§ QUOTED PASSAGE
'''

The experimental results are explained by the model. The horizontal black line is the experimental ln $\left(\frac{C_{\text{tot}}}{C_{s,0}}\right)$ as was estimated by Eq. 13. At low MgCl₂ concentration this line is below the crystallization free energy curve and therefore the only visible phase is soluble virus. As the MgCl₂ concentration increases the two lines intersect at concentration c*. At higher MgCl₂ concentrations the black line is above the crystallization free energy curve and at this region the fraction of the crystalline phase is proportional to the distance between the black line and the crystallization curve. Above the second intersection point, c**, the stable state is again the soluble virus. At high MgCl₂ concentrations, the bulk Mg²⁺ ion chemical potential increases (owing to the low solution entropy of the ions). The system reacts by increasing the number of Mg²⁺ ions that bind to the possible virus acidic sites and as result, resolubilizing the virus.

Figure 5 can be examined in order to predict the effect of changing the the total virus concentration and monovalent salt concentration. The thermodynamic model predicts that at constant concentration of monovalent salt, upon increasing the total concentration of the virus, c* and c** will be shifted so that the coexistence window will be wider. The point of maximum crystallization, however, will remain constant. At constant virus concentration, upon addition of monovalent ions, the point of maximal crystallization is shifted towards higher concentrations up to a point where crystallization will not be possible even at very high divalent salt concentrations. The minimum virus concentration that is required for the crystallization is increasing with the addition of NaCl. Similar observations were reported for DNA and nucleosome core particles.^40,67

Binding free energy

In our mean field model we assumed that the main contribution to the free energy change in bringing two virus particles into contact, comes from short-ranged interaction of the Mg²⁺ cations with the carboxylic groups on the solvated outer surface of the virus. We did not include terms for the contribution of long-ranged electrostatic interactions in our model (the variation in the binding energies, ϵ_i, is effectively accounting for some of the contribution). As the observations were essentially similar in the presence of 500 mM NaCl, where the crystalline phase first appeared at 100 mM MgCl₂, supports our assumption that the contribution of long-ranged electrostatic interactions was minimal. When 0.5 M NaCl was added, the screening length was very short (~3 Å), and diminished any contribution of this type of long-ranged electrostatic interactions.

'''

§ ACTIVITY 1
From the passage on virus crystallization, extract everything between "In our mean" and "long-ranged electrostatic interactions.", inclusive.
§ ACTIVITY 2
According to the passage on virus crystallization, why does the virus become soluble again above the second intersection point, c**? Answer in one to three sentences.
§ ACTIVITY 3
Carry on the passage on virus crystallization from its last sentence.

§ THE DATA
'''

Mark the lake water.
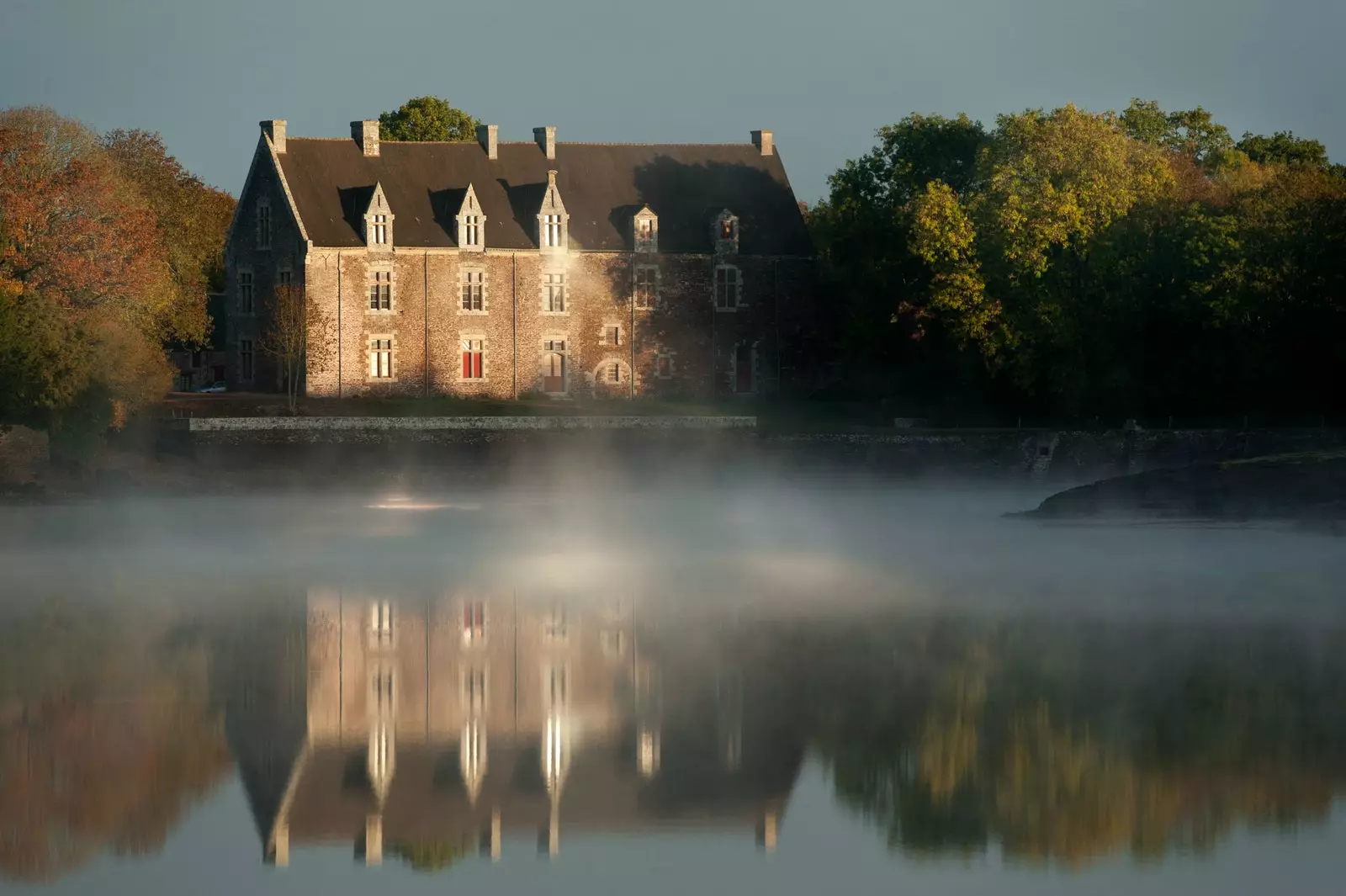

'''

§ TASK OUTPUT 1
In our mean field model we assumed that the main contribution to the free energy change in bringing two virus particles into contact, comes from short-ranged interaction of the Mg²⁺ cations with the carboxylic groups on the solvated outer surface of the virus. We did not include terms for the contribution of long-ranged electrostatic interactions in our model (the variation in the binding energies, ϵ_i, is effectively accounting for some of the contribution). As the observations were essentially similar in the presence of 500 mM NaCl, where the crystalline phase first appeared at 100 mM MgCl₂, supports our assumption that the contribution of long-ranged electrostatic interactions was minimal. When 0.5 M NaCl was added, the screening length was very short (~3 Å), and diminished any contribution of this type of long-ranged electrostatic interactions.

§ TASK OUTPUT 2
At high MgCl₂ concentrations, the chemical potential of bulk Mg²⁺ ions rises because the ions have low solution entropy. The system responds by binding more Mg²⁺ ions to the virus's available acidic sites, and this resolubilizes the virus.

§ TASK OUTPUT 3
Furthermore, without added NaCl, a crystalline phase appeared even at 300 mM MgCl₂, where the screening length is small (~3Å). In addition, at MgCl₂ concentrations where no crystals appeared we did not observed any positional correlations at low q in our SAXS curves that could have been resulted from long-ranged electrostatic interactions.

We attribute part of the short-ranged interactions to the entropy gain in releasing a pair of Na⁺ and Cl⁻ ions to the solution upon binding of one Mg²⁺ cation to the soluble state of the virus and two pairs when the Mg²⁺ cation bridges two virus particles in the crystalline phase. Additional contribution for the free energy of binding may include the change in hydration of the binding site and of the Mg²⁺ cations as proposed previously for trivalent ions⁶⁸ and for nonelectrostatic interactions between the Mg²⁺ cations and the carboxyl (rather than phosphate) groups.⁴⁷ The adsorption of divalent cations may increase the hydrophobic character of the adsorption site, hence, bridging becomes more favorable.

In this work we tested the effect of increasing the monovalent salt concentration in the reservoir. We expect that the free energy gain owing to Na⁺ and Cl⁻ counterions release will be lower as the reservoir already contains a large amount of these ions. The influence of the added NaCl on the binding free energy, ϵ_b and ϵ_s, is illustrated in Figure 6. When the NaCl bulk concentration was higher, both ϵ_b and ϵ_s decreased, owing to competition between the Mg²⁺ and Na⁺ ions on the virus binding acidic sites.⁴⁷ This effect is equivalent to a shift in the reference state of the Mg²⁺ chemical potential in the reservoir, based on which the binding free energy gain is obtained. As a result, higher MgCl₂ concentrations were required to induce crystallization in the presence of 0.5 M NaCl. The change in the energy gap Δϵ = ϵ_b − ϵ_s, decreased by 5% when NaCl was added, as the net free energy gain from bridging does not depend on the above competition.

Figure 6:

The resultant adsorption energies in the absence and presence of added NaCl.

Conclusions

In this paper we showed how a slow dialysis of wild type Simian Virus 40 (wt SV40) nanoparticles against MgCl₂ solutions, with or without added NaCl, can form BCC crystals (with space group Im3m) of wt SV40 nanoparticles in coexistence with soluble virus nanoparticles, when the MgCl₂ concentration exceeded a critical concentration, c*. When the MgCl₂ concentration was further increased and exceeded a second threshold, c** > c*, reentrant melting and resolubilization of the virus nanoparticles was observed. The window at which the crystals formed depended on the concentration of added NaCl. The observation can be explained by a simple thermodynamic model. The model balances the Mg²⁺ ion chemical potential in solution with the chemical potentials of the Mg²⁺ ions that adsorbed onto the virus nanoparticles or formed salt bridges between neighboring virus nanoparticles. The model shows that the entropy of the counterions is the dominant driving force for the entire process.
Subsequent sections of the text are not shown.